> Textausschnitt
○ ○ ○ ○
Betrachtet man jedoch die dialektale Färbung von Eilharts Sprache, so muss die niederrheinische Herkunft deutlich in Frage gestellt werden, da sie sich als mitteldeutsch charakterisieren lässt. Auch wenn man aufgrund fehlender Merkmale keine genauere Lokalisierung vornehmen kann und davon ausgehen muss, dass Eilhart eine angelernte Kunstsprache benutzt hat, deren Vorbild in den mittelfränkischen Dichtungen zu suchen ist, lässt sich anhand der sprachlichen Analyse eine niederdeutsche Herkunft weitestgehend ausschließen. Das neuaufgefundene mutmaßliche zweite ,Standbein‘ Eilharts in Mainfranken (s. folgender Absatz) lässt die Identität mit dem niederdeutschen Ministerialen Kaiser Ottos IV. wieder wahrscheinlicher werden.
○ ○ ○ ○
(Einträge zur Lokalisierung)
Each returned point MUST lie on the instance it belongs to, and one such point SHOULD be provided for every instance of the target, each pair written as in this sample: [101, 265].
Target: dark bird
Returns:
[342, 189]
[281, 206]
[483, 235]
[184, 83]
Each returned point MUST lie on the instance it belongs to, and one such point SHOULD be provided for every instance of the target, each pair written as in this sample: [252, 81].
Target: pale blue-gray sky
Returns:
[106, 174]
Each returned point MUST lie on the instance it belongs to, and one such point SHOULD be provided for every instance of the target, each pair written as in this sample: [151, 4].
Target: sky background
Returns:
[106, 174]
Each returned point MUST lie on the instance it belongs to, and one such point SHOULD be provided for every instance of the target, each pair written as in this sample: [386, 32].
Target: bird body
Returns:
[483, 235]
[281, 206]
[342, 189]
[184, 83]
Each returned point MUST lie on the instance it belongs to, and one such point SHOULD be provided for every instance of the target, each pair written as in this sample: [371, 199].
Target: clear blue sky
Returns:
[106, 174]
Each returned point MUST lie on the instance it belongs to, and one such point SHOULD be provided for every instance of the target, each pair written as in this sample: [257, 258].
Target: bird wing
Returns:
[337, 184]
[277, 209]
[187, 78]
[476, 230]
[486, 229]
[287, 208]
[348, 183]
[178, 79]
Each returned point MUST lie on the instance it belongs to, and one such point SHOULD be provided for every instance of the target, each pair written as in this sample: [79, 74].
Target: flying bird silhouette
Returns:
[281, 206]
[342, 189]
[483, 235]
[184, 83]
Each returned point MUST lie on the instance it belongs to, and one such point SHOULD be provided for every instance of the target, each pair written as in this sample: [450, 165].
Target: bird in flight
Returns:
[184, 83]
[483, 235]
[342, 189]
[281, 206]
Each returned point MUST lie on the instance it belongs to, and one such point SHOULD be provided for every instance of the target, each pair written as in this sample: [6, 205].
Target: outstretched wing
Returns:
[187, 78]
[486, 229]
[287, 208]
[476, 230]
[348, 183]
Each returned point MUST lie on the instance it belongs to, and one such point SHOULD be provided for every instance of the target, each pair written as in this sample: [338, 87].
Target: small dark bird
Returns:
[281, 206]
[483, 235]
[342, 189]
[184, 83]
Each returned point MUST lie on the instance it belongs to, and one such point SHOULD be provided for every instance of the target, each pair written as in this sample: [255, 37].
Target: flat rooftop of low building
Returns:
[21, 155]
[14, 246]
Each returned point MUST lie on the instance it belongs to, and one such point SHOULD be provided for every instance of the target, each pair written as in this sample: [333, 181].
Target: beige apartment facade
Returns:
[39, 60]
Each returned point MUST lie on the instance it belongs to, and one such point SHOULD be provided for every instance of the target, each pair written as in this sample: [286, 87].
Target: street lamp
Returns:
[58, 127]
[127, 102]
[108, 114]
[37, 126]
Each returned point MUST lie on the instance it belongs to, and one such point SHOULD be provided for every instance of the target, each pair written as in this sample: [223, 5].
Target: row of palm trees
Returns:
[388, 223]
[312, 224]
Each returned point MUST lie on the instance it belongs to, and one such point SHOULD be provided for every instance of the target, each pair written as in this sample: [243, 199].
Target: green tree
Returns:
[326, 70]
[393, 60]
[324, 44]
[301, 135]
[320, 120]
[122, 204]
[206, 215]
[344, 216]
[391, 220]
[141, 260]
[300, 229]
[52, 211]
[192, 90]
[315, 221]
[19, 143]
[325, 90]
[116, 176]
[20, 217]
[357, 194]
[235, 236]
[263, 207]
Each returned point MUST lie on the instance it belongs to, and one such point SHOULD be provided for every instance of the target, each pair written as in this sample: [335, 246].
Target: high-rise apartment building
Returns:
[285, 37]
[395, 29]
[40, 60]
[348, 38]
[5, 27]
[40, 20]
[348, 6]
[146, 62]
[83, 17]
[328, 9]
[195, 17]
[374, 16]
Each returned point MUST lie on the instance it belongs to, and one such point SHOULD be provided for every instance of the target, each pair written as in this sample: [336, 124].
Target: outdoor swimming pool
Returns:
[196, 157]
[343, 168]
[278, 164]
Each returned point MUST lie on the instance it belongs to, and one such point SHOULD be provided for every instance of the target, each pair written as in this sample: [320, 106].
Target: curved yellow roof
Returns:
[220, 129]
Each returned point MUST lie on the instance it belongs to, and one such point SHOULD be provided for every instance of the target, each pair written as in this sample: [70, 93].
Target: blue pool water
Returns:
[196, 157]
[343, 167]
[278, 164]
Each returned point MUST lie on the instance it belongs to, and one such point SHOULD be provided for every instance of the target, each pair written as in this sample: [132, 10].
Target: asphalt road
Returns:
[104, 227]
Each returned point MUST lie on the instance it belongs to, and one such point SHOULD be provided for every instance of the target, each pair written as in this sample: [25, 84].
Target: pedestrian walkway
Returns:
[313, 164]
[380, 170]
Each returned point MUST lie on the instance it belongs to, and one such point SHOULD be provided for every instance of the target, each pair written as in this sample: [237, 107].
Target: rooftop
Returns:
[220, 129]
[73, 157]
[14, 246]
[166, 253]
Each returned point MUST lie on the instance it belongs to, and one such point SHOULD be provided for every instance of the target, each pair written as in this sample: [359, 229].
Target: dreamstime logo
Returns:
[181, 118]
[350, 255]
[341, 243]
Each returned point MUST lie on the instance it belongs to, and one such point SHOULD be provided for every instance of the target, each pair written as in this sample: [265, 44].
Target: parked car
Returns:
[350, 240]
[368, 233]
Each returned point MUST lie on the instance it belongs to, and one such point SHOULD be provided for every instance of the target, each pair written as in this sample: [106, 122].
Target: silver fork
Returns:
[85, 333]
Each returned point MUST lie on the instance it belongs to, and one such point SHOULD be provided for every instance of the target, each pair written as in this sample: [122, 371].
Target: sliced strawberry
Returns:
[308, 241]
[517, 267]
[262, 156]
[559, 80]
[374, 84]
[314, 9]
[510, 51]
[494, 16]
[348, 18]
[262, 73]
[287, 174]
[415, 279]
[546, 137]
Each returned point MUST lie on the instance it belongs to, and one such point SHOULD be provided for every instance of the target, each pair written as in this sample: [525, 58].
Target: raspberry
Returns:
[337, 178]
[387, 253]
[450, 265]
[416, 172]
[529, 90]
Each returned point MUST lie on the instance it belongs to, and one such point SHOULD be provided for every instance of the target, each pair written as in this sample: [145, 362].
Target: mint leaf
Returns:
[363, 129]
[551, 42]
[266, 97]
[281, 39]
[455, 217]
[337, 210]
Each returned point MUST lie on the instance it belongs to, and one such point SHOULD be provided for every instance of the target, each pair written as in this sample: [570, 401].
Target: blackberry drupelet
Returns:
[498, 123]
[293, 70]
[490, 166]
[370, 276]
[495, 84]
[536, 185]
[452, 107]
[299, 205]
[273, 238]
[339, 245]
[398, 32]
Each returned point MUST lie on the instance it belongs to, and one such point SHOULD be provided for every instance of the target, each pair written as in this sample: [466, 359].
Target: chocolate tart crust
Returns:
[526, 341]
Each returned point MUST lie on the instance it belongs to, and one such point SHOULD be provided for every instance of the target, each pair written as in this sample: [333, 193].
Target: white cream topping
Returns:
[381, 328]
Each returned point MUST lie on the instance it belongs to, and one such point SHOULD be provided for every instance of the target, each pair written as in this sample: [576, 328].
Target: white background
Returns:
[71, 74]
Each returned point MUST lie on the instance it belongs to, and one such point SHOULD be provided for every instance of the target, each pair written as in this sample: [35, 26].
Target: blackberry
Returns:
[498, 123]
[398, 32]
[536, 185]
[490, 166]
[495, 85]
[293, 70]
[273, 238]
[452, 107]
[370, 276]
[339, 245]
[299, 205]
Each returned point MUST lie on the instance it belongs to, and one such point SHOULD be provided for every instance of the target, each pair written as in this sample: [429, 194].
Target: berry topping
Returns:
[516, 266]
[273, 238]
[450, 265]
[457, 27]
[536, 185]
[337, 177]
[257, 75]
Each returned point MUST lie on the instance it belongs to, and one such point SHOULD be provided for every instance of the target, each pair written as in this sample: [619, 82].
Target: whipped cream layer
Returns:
○ ○ ○ ○
> Die Aufgaben
• A. Filtere die Einträge und gib jede Zeile wieder, in der das Wort „blue“ vorkommt.
• B. Setze den Textausschnitt über Eilharts Sprache und Herkunft im Anschluss an seinen letzten Satz fort.

> Ergebnisse je Aufgabe
• A.
Target: pale blue-gray sky
Target: clear blue sky
Target: blue pool water

• B.
Licht ins Dunkel könnte ein historischer Befund bringen; dabei handelt es sich um zehn urkundliche Erwähnungen eines Eilhardus de Oberch zwischen den Jahren 1189 und 1227, in denen er als Zeuge Heinrichs des Löwen, Kaiser Ottos IV. und des Pfalzgrafen Heinrichs auftritt. Hinzu kommt eine Erwähnung im Güterverzeichnis des Grafen Siegfried II. von Blankenburg[1] Demnach würde es sich bei Eilhart um einen Braunschweiger Ministerialen aus dem Geschlecht der Herren von Oberg handeln, der im Dienste des römisch-deutschen Königs Otto IV., des Welfen, und dann von dessen Bruder Pfalzgraf Heinrich stand. Die Dienstmannenfamilie von Oberg hatte ihren Stammsitz auf dem bis heute existierenden Rittergut Oberg zwischen Braunschweig und Hildesheim.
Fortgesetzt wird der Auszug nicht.